_Raw records:_
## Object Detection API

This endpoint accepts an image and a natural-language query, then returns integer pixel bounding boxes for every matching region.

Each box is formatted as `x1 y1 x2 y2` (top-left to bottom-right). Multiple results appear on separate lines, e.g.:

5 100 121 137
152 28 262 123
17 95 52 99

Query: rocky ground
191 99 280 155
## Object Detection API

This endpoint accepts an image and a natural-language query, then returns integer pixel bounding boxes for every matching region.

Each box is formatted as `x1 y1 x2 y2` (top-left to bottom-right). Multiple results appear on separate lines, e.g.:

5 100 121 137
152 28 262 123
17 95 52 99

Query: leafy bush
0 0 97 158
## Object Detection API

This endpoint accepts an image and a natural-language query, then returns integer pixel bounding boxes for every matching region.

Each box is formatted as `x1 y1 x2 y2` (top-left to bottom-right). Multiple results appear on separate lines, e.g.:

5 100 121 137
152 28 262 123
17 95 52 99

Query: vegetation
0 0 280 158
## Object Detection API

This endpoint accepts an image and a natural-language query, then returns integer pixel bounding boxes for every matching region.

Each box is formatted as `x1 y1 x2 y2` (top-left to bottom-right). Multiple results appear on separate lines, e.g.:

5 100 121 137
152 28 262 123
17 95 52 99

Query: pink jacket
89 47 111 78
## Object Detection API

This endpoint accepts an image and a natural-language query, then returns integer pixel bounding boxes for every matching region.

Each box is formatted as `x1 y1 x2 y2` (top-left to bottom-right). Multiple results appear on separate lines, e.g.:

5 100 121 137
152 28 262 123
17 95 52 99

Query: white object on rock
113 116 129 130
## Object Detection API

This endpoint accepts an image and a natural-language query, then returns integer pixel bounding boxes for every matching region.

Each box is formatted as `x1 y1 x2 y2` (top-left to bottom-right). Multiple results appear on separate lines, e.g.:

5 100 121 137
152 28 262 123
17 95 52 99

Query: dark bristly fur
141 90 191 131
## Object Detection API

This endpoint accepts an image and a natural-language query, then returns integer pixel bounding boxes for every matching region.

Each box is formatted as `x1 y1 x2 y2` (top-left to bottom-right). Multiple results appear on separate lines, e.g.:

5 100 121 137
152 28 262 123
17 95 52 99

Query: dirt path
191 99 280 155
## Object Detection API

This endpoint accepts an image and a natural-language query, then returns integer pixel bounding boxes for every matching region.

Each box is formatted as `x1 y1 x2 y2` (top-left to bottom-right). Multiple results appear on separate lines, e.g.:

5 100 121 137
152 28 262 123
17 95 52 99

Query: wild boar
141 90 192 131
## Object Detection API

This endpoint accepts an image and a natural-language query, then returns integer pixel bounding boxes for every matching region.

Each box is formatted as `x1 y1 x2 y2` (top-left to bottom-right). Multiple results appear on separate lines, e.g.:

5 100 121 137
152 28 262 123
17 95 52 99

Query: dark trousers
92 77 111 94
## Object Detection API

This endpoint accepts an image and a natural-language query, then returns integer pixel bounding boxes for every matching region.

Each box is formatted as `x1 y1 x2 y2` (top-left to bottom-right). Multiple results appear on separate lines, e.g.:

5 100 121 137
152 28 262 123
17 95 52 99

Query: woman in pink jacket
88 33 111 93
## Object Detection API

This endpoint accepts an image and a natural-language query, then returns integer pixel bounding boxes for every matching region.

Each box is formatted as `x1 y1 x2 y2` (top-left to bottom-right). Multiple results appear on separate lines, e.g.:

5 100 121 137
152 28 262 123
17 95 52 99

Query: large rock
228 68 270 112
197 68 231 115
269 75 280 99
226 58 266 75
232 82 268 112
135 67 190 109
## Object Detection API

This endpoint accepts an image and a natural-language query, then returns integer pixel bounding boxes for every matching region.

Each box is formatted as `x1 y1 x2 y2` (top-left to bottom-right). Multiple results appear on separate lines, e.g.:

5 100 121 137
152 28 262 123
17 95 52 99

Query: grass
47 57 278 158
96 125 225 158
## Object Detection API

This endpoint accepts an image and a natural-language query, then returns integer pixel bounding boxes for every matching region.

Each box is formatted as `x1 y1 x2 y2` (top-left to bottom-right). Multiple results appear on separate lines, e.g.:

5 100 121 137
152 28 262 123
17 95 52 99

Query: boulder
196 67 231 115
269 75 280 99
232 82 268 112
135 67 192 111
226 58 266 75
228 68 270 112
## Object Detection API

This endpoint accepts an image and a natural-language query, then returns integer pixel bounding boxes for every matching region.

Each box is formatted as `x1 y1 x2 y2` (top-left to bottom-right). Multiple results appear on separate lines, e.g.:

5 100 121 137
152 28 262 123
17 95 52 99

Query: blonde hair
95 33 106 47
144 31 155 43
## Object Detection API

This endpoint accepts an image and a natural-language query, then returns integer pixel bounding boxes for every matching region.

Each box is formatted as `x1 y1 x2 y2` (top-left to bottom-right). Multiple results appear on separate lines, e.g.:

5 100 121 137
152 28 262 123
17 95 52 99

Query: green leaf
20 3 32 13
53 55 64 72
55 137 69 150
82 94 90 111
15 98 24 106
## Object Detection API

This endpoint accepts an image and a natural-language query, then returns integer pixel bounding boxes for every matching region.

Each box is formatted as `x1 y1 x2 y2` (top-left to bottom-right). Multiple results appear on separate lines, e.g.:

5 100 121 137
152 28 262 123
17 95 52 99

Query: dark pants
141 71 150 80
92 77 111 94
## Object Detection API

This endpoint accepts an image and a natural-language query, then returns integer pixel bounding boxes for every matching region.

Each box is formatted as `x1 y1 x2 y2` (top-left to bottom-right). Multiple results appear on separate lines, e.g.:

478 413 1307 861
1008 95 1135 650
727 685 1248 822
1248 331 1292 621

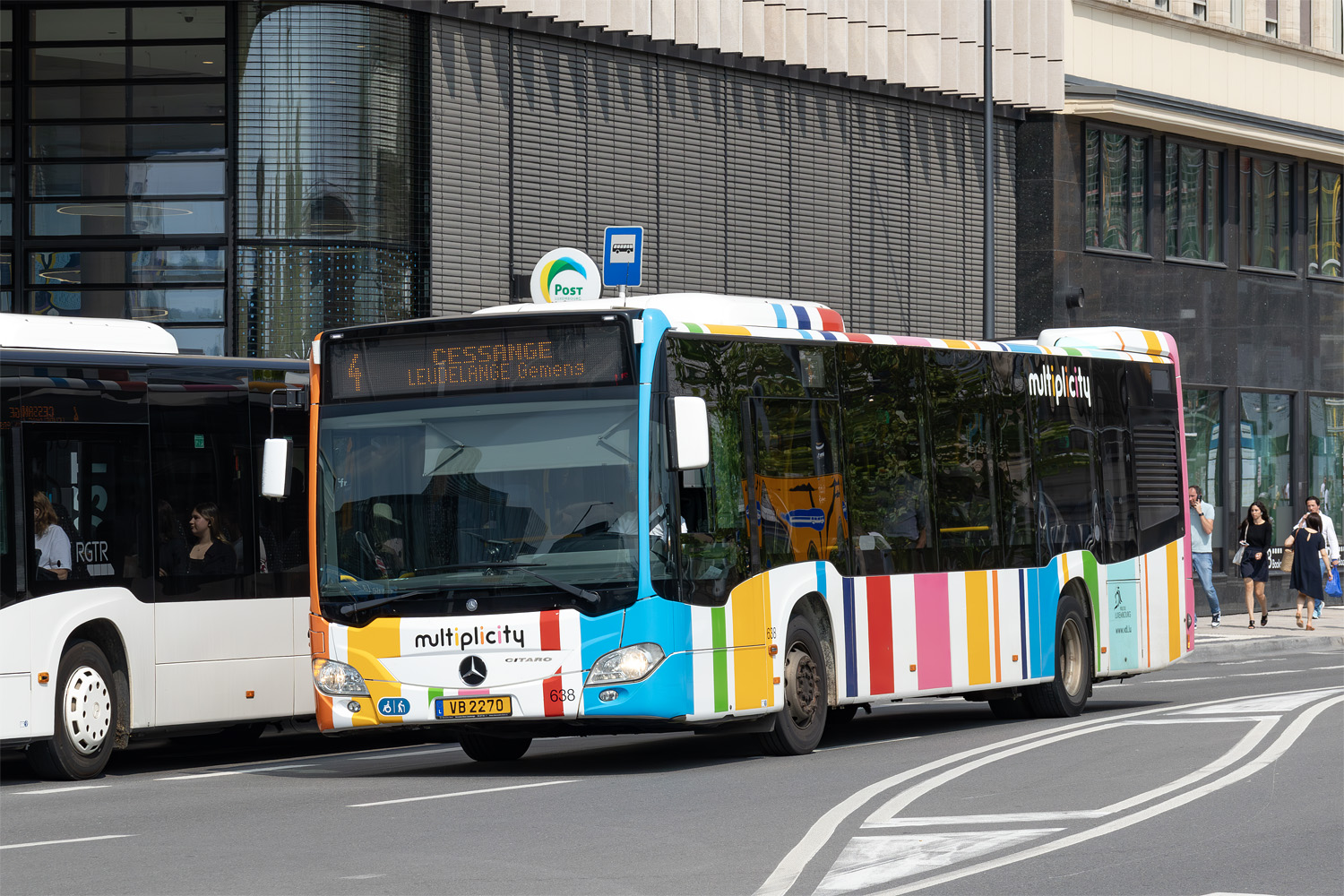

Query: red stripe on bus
542 610 561 650
866 575 897 694
816 307 844 332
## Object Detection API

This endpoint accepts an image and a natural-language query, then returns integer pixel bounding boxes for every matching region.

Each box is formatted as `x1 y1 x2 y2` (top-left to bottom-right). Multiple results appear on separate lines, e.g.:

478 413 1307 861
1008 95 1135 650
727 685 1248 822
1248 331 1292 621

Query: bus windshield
317 387 639 625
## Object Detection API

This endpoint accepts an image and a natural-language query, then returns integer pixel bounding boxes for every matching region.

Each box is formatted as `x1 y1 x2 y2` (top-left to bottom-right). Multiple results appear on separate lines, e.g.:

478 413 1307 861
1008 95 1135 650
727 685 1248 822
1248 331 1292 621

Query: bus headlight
314 659 368 697
586 643 663 685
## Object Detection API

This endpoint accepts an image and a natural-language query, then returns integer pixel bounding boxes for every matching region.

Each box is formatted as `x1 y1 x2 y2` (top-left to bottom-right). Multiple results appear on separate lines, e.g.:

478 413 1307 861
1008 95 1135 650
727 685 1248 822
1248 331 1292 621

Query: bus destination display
323 323 634 401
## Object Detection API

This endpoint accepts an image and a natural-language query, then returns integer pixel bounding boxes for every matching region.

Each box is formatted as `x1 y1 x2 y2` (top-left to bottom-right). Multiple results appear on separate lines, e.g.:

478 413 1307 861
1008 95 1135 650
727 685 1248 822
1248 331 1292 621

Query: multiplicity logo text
416 625 524 650
1027 366 1091 407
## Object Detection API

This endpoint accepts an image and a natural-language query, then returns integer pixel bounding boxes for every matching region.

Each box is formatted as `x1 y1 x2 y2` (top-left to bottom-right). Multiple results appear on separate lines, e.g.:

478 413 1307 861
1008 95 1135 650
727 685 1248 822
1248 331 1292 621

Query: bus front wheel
1023 594 1093 719
29 641 117 780
457 731 532 762
761 614 828 756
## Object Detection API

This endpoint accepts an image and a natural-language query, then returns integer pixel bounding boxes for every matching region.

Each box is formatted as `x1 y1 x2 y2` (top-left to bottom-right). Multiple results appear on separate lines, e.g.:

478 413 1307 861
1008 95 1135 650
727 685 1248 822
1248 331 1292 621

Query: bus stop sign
602 227 644 286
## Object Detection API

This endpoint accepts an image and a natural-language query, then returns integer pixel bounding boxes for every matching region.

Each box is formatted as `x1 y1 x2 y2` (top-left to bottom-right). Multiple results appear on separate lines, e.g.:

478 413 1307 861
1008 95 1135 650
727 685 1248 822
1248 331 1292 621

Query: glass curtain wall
1238 392 1305 544
1304 395 1344 535
4 4 228 353
237 3 429 356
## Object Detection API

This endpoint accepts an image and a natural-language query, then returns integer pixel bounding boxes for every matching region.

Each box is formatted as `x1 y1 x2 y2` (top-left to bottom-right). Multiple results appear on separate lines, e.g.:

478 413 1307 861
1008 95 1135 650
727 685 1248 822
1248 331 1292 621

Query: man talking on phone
1188 485 1223 629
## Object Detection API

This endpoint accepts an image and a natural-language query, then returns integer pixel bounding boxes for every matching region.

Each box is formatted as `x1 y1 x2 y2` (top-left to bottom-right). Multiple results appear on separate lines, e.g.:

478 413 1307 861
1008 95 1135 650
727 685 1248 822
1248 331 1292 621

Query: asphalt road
0 650 1344 896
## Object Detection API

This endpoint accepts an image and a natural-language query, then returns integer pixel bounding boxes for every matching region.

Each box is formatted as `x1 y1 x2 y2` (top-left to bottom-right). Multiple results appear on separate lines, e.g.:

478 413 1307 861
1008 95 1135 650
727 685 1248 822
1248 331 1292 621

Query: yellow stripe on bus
965 573 989 685
1167 541 1185 661
733 575 788 712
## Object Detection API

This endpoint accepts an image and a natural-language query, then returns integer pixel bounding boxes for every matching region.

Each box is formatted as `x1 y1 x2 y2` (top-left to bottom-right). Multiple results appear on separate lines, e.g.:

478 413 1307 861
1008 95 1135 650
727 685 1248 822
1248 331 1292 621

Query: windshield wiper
441 560 602 603
338 589 440 616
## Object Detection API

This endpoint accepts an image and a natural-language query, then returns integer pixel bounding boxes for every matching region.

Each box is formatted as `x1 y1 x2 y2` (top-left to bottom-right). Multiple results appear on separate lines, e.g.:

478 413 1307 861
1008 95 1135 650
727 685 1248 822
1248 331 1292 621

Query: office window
1306 168 1344 277
1304 395 1344 547
1236 392 1290 544
1166 140 1223 262
1083 127 1148 253
1242 154 1293 270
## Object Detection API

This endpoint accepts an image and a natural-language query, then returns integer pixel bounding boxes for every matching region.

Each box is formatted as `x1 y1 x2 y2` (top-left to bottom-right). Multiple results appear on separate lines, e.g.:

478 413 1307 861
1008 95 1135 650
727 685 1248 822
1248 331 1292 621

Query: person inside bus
155 498 187 578
32 492 70 579
187 501 238 575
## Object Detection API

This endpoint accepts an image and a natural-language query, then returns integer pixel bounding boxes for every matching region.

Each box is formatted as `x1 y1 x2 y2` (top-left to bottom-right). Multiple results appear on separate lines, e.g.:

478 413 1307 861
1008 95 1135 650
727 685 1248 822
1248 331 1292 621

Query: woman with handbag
1241 501 1274 629
1284 513 1330 632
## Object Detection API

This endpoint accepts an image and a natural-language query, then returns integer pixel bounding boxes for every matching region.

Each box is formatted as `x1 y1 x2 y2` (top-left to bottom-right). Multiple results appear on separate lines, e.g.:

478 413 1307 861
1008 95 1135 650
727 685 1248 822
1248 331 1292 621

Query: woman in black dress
1284 513 1330 632
187 501 236 575
1241 501 1274 629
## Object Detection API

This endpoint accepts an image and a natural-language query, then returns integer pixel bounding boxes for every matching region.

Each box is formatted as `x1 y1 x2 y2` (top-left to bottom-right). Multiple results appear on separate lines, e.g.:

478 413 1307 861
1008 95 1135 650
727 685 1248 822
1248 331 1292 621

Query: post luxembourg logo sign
532 247 602 305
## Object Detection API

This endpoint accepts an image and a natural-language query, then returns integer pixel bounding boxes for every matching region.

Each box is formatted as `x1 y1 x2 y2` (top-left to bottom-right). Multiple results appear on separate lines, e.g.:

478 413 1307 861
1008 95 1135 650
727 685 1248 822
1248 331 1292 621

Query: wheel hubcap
1059 619 1083 697
62 667 112 756
784 643 820 728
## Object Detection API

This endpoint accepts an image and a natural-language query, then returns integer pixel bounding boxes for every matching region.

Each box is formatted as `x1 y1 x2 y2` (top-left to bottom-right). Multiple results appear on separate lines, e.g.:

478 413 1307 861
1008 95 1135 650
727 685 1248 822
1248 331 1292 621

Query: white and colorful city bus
297 294 1193 761
0 314 314 780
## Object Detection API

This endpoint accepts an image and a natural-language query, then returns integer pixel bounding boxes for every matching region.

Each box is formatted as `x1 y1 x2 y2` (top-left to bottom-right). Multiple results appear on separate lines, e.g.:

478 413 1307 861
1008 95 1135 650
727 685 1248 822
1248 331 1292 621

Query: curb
1185 634 1344 662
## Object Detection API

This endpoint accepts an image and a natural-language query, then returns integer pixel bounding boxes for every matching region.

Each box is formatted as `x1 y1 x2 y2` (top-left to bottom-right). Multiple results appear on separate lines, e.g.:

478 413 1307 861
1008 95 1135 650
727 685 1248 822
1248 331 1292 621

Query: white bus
0 314 314 780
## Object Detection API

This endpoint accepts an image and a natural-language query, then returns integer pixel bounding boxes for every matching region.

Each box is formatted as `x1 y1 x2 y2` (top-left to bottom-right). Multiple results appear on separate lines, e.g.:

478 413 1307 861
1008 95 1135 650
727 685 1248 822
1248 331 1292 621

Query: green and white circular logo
532 247 602 305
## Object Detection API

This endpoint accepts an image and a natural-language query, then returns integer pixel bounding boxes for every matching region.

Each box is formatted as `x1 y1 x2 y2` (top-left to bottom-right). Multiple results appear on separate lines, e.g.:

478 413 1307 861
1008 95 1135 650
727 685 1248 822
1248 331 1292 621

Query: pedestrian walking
1188 485 1223 629
1284 513 1330 632
1239 501 1274 629
1293 495 1340 619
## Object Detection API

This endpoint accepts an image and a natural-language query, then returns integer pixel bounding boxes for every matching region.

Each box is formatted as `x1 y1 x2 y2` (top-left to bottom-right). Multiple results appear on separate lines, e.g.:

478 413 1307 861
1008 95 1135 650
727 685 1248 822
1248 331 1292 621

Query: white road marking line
0 834 137 849
341 747 462 762
814 828 1064 896
871 694 1344 896
812 735 924 753
155 762 316 780
347 778 578 809
755 688 1327 896
863 716 1279 828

_Required task:_ List every line in the items above that contains the word "jacket".

_Exercise result:_
Query: pink jacket
Query: woman in pink jacket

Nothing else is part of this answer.